When the string "tire" is part of a line below, that line should be copied.

*** Opening Data ***

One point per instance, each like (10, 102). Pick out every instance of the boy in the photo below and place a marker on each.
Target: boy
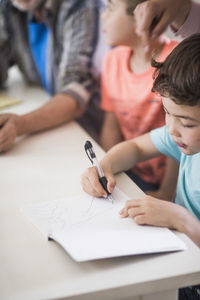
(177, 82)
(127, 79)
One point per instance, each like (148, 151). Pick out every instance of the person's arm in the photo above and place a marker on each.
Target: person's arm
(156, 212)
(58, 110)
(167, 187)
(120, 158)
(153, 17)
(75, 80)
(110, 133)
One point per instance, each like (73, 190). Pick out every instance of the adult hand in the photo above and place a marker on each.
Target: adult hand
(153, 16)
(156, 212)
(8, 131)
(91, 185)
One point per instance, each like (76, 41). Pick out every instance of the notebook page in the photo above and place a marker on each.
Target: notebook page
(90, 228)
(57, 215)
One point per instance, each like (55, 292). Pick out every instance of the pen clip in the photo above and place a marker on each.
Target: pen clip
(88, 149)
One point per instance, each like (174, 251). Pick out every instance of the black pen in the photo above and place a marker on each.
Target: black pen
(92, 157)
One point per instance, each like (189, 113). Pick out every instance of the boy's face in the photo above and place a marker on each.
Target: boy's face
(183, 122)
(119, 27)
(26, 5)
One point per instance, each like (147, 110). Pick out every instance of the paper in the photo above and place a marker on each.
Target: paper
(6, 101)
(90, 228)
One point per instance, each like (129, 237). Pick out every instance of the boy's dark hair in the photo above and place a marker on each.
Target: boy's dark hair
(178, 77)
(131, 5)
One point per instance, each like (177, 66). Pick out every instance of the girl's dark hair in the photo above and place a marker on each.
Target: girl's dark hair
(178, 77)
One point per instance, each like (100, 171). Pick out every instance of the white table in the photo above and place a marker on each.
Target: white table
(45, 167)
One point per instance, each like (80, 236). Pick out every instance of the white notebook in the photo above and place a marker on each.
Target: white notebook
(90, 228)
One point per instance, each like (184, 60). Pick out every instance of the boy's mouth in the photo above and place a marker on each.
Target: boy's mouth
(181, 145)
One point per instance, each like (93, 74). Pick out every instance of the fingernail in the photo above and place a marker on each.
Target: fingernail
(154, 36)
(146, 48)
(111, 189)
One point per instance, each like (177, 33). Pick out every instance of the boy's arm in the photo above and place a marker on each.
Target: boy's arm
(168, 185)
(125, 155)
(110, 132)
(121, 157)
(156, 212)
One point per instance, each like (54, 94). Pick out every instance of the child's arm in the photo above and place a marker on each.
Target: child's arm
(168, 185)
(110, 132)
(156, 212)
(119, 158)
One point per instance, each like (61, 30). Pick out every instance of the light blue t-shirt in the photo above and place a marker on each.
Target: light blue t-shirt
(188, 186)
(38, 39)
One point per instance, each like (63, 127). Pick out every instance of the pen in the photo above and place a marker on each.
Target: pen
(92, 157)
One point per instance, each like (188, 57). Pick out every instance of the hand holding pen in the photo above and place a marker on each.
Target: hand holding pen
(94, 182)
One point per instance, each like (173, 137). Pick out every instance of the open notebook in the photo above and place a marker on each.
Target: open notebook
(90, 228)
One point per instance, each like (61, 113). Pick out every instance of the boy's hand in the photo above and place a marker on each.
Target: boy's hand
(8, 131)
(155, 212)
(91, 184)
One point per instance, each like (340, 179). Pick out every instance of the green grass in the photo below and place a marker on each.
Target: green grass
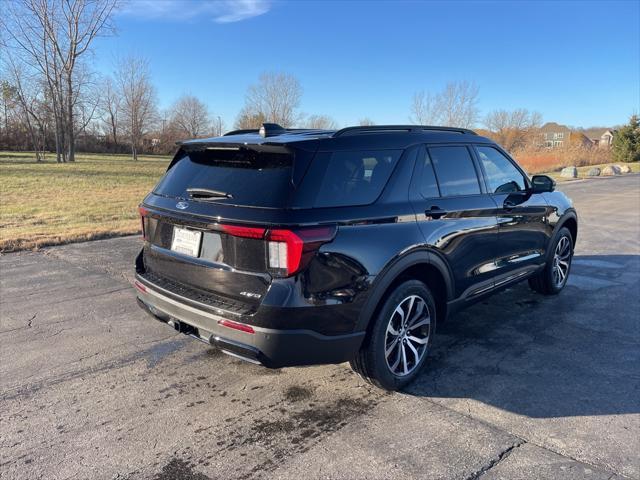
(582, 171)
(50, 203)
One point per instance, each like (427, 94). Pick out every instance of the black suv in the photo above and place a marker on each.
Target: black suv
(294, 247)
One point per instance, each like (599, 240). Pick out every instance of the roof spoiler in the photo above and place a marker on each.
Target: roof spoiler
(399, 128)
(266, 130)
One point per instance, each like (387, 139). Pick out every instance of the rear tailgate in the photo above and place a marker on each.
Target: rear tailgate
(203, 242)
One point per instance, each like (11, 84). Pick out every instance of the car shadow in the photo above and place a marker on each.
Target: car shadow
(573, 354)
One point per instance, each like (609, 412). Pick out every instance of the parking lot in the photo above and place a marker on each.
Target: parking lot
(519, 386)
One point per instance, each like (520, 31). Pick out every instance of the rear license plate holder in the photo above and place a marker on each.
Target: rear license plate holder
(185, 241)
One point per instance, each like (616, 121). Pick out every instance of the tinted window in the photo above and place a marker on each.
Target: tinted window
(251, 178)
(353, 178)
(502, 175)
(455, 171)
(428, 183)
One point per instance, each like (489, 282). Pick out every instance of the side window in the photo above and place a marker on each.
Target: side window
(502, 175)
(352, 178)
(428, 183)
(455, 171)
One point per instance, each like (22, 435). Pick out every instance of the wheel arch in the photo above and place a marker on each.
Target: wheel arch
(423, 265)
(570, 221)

*** Closing Data ***
*** Opening Data ***

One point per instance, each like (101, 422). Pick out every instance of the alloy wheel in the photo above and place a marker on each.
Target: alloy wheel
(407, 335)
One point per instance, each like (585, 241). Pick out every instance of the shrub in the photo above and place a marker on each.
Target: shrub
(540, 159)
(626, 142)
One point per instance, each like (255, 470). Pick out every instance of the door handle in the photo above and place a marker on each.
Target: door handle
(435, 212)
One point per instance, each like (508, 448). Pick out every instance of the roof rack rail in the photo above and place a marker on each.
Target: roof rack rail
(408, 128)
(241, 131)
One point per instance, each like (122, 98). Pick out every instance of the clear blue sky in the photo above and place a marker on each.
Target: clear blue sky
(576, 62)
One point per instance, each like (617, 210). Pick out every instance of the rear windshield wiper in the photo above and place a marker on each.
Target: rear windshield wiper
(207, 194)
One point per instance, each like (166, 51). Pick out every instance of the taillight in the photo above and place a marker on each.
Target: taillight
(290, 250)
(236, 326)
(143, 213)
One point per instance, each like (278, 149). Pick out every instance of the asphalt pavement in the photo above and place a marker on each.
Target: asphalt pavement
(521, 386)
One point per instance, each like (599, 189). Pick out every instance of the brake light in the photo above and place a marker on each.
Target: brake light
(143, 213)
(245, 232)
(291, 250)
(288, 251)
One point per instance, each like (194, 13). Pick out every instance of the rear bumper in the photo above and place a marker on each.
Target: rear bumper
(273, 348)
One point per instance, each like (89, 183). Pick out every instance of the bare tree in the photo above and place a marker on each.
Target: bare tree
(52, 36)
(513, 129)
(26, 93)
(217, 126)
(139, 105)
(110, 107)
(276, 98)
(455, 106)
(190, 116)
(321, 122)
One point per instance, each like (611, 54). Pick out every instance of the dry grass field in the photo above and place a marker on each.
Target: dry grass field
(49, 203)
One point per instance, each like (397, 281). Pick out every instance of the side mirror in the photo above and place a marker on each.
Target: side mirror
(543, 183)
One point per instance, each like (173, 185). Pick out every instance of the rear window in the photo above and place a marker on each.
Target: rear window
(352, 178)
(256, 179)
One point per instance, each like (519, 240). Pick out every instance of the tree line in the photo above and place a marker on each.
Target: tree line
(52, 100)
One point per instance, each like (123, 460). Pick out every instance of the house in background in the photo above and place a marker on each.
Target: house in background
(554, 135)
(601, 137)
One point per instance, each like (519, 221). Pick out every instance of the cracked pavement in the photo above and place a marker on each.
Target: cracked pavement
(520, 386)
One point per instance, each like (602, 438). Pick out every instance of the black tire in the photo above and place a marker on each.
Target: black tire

*** Closing Data ***
*** Opening Data ***

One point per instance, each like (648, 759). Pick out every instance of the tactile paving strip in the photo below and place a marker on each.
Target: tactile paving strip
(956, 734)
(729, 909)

*** Closing Data ***

## Response to the exercise
One point per instance, each like (602, 438). Pick out every instance of the black tire in the photo above and place a marker on each.
Target: black tire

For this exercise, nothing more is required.